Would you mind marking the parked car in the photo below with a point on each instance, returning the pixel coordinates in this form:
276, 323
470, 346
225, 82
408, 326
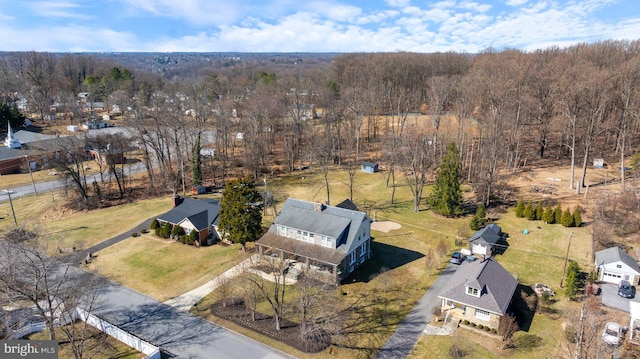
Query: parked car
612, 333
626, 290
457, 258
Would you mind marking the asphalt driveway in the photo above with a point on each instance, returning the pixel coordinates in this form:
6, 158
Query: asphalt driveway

☆ ☆ ☆

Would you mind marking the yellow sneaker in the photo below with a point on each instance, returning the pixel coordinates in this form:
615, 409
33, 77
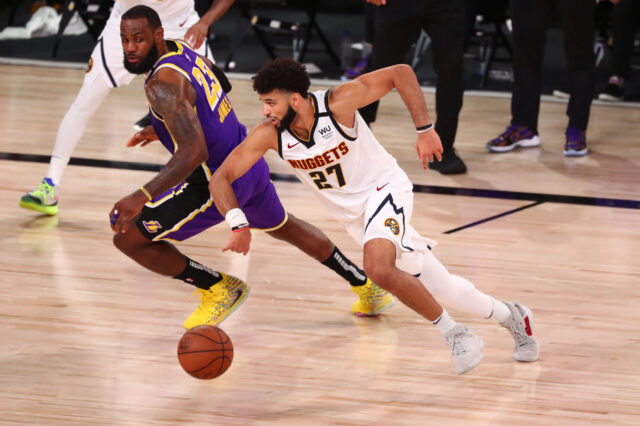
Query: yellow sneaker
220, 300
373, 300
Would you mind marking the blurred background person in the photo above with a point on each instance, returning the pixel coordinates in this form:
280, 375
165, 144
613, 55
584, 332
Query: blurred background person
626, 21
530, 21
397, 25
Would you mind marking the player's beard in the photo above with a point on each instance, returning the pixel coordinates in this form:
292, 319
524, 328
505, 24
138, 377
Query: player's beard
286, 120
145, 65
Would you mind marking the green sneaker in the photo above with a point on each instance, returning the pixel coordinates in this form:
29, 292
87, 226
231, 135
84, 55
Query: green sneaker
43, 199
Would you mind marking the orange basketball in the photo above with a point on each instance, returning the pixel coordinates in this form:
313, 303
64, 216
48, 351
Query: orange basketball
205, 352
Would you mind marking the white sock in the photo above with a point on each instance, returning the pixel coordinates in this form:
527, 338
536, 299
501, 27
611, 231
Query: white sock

☆ ☆ ☆

TASK DETAILS —
Your copy should hold the lines from the one with "Would you mind marking the parked" up to and including the one with "Query: asphalt driveway", exactly as in the data above, and no pictures.

REPLY TO THE TASK —
Would you mind marking the parked car in the photo below with a point on each instance, returning the pixel coordinates in this form:
276, 323
470, 346
225, 82
408, 326
Query: parked car
612, 333
626, 290
457, 258
Would you mind marking the asphalt driveway in the photo above with a point on each instance, returning the pixel coordinates in this form:
6, 158
Query: asphalt driveway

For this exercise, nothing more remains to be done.